Problems to work on »
**a.** Decide whether each statement below agrees with the notes passage: (i) the 2043G Notes were issued on November 12, 2013; (ii) interest on the 2043G Notes is payable in February and August of each year; (iii) each $1,000 of principal amount at maturity of the 2043G Notes had an original issue price of $820. For each, answer yes or no and quote the deciding words of the passage.
**b.** Reproduce the notes passage from "2043G Notes: On" to "of each year.", switching every "2043G Notes" to "Series G Notes".

Selection »
Cash Redemption at Our Option: We may redeem for cash the 2033E Notes on or after February 20, 2018 and the
2033F Notes on or after February 20, 2020 at a price equal the principal amount plus accrued and unpaid interest.
Cash Repurchase at the Option of the Holder: We may be required by the holders of the 2033 Notes to repurchase for
cash all or a portion of the 2033E Notes on February 15, 2018 and on February 15, 2023 and all or a portion of the 2033F Notes
on February 15, 2020 and on February 15, 2023 at a price equal to the principal amount plus accrued and unpaid interest. Upon
a change in control or a termination of trading, as defined in the indenture, holders of the 2033 Notes may require us to
repurchase for cash all or a portion of their 2033 Notes at a price equal to the principal amount plus accrued and unpaid
interest.
2043G Notes: On November 12, 2013, we issued $1.03 billion principal amount of the 2043G Notes in exchange for $440
million in aggregate principal amount of our 2027 Notes, 2031A Notes, and 2031B Notes. Each $1,000 of principal amount at
maturity had an original issue price of $800. An amount equal to the difference between the original issue price and the
principal amount at maturity will accrete in accordance with a schedule set forth in the indenture. The original principal
amount of $820 million accretes up to $1.03 billion at maturity in 2043. The initial conversion rate for the 2043G Notes is
34.2936 shares of common stock per $1,000 principal amount at maturity, equivalent to an initial conversion price of
approximately $29.16 per share of common stock. Interest is payable in May and November of each year.

Data shown »
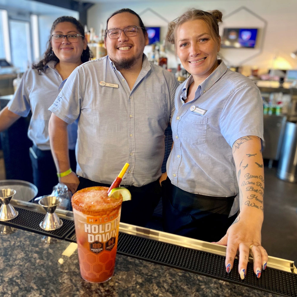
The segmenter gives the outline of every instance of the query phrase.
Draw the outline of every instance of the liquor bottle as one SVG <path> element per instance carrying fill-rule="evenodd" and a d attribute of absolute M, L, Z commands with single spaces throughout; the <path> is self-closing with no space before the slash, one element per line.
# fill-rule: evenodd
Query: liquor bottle
<path fill-rule="evenodd" d="M 107 51 L 105 48 L 104 42 L 104 30 L 103 29 L 103 25 L 102 24 L 100 30 L 100 37 L 98 42 L 96 52 L 96 57 L 97 59 L 102 57 L 105 57 L 107 55 Z"/>
<path fill-rule="evenodd" d="M 167 69 L 167 58 L 164 50 L 164 46 L 160 47 L 160 57 L 159 58 L 159 66 L 164 69 Z"/>

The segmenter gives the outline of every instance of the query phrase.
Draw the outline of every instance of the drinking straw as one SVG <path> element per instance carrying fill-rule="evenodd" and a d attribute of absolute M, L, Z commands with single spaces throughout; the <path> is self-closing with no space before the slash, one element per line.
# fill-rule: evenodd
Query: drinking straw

Solutions per task »
**a.**
(i) Yes: "On November 12, 2013, we issued $1.03 billion principal amount of the 2043G Notes"
(ii) No: "Interest is payable in May and November of each year."
(iii) No: "Each $1,000 of principal amount at maturity had an original issue price of $800."

**b.**
Series G Notes: On November 12, 2013, we issued $1.03 billion principal amount of the Series G Notes in exchange for $440
million in aggregate principal amount of our 2027 Notes, 2031A Notes, and 2031B Notes. Each $1,000 of principal amount at
maturity had an original issue price of $800. An amount equal to the difference between the original issue price and the
principal amount at maturity will accrete in accordance with a schedule set forth in the indenture. The original principal
amount of $820 million accretes up to $1.03 billion at maturity in 2043. The initial conversion rate for the Series G Notes is
34.2936 shares of common stock per $1,000 principal amount at maturity, equivalent to an initial conversion price of
approximately $29.16 per share of common stock. Interest is payable in May and November of each year.